* _Extrait cité_
Alexandre Del Valle : Premièrement, le contexte était aussi idéologico-stratégique, puisque face à l’Europe de l’Ouest post-totalitaire parrainée par les Etats-Unis, se dressait le Bloc de l’Est communiste-léniniste et stalinien.

Deuxièmement, n’oublions pas que ce n’est pas le plan Marshall qui a mis fin à la menace totalitaire nazie-fasciste en Europe ou en Asie (Japon), mais la force massive et brutale des bombardements américains et de l’armée russo-soviétique… Le plan Marshall n’a pas éradiqué une menace idéologique nazie, ni même celle du communisme soviétique, il n’a été qu’un plan de développement économique et donc social qui a permis de remettre en selle et de faire redécoller économiquement des pays européens ravagés et affaiblis. Ceci s’est effectué dans le cadre d’une vassalisation économico-stratégique et politique de l’Europe de l’Ouest incapable de devenir un sujet géopolitique réellement souverain et autonome comme l’a bien montré la construction européenne dont l’organe de défense reste l’OTAN.

* _Consigne_
Reprenez l'extrait sur le plan Marshall de "Alexandre Del Valle" à "communiste-léniniste et stalinien." en remplaçant "Bloc de l’Est" par "camp soviétique". Les enregistrements n'ont aucun rôle ici.

* _Jeu de données_

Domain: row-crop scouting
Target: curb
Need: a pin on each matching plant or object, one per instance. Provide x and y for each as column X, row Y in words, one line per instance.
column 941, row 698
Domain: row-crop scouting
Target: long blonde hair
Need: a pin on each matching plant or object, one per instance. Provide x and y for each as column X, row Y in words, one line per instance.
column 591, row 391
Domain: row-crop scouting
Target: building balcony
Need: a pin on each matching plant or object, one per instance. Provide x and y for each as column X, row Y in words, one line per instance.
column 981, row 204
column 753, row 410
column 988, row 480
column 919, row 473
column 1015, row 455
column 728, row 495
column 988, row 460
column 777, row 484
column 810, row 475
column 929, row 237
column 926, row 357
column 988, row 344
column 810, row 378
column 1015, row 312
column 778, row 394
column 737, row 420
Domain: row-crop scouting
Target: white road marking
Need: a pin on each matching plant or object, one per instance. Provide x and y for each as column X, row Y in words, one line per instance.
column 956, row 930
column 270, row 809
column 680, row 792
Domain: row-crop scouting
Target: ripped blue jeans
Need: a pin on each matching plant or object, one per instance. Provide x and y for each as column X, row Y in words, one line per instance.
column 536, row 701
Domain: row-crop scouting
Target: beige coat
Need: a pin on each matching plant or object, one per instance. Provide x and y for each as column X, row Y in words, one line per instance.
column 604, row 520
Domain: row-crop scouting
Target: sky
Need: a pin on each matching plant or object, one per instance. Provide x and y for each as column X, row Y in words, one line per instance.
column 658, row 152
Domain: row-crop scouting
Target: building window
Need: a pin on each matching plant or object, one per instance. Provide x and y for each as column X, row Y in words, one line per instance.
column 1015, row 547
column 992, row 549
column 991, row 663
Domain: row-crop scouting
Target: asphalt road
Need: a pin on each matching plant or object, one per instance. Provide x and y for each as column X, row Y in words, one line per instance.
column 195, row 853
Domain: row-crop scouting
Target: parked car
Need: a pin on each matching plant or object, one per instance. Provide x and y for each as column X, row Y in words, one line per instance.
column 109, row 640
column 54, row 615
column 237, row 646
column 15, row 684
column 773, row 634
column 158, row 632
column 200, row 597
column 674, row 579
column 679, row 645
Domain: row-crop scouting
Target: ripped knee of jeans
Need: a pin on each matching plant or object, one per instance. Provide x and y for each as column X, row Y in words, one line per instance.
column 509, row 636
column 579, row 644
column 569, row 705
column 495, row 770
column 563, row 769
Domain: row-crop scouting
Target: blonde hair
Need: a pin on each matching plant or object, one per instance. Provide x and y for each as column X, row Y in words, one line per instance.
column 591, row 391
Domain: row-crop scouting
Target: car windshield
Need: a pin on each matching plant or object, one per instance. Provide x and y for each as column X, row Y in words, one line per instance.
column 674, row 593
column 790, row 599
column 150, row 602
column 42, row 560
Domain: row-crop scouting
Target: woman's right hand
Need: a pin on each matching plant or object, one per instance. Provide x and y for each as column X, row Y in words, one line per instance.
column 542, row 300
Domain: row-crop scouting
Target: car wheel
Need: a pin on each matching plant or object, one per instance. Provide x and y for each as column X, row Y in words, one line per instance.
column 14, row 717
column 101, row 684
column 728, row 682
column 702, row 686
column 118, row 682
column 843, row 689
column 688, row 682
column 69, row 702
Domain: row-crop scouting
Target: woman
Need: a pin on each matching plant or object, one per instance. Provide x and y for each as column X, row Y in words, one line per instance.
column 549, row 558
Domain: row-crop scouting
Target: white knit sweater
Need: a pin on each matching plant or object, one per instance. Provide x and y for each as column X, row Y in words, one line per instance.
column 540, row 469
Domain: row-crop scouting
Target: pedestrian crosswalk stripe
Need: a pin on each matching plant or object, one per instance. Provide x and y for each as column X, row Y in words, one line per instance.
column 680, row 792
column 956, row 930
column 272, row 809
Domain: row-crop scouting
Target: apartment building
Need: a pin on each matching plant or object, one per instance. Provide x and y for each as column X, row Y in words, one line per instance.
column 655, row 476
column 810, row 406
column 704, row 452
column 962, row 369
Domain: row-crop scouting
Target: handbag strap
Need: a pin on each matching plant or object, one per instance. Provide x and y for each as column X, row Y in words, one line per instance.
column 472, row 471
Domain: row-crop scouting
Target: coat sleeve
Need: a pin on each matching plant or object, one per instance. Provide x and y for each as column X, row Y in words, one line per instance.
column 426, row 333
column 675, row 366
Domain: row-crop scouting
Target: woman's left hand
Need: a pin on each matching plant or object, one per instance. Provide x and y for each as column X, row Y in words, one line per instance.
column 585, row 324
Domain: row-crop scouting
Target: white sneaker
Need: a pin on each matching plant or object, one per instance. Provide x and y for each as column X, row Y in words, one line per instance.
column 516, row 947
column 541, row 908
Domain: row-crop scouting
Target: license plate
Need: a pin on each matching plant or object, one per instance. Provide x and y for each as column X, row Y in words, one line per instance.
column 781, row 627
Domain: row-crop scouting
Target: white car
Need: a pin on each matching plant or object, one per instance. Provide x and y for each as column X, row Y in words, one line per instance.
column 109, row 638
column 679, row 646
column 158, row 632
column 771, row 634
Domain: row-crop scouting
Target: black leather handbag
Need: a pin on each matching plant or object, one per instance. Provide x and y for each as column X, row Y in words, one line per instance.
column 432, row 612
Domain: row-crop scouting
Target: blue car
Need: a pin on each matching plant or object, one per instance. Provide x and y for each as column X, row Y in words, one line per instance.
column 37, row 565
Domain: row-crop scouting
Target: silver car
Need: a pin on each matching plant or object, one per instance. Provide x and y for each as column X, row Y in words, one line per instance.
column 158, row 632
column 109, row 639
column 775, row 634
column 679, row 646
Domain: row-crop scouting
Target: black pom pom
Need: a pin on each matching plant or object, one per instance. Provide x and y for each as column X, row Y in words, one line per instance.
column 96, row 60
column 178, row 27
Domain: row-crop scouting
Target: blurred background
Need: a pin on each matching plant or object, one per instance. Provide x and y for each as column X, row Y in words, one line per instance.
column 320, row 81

* _Réponse rédigée_
Alexandre Del Valle : Premièrement, le contexte était aussi idéologico-stratégique, puisque face à l’Europe de l’Ouest post-totalitaire parrainée par les Etats-Unis, se dressait le camp soviétique communiste-léniniste et stalinien.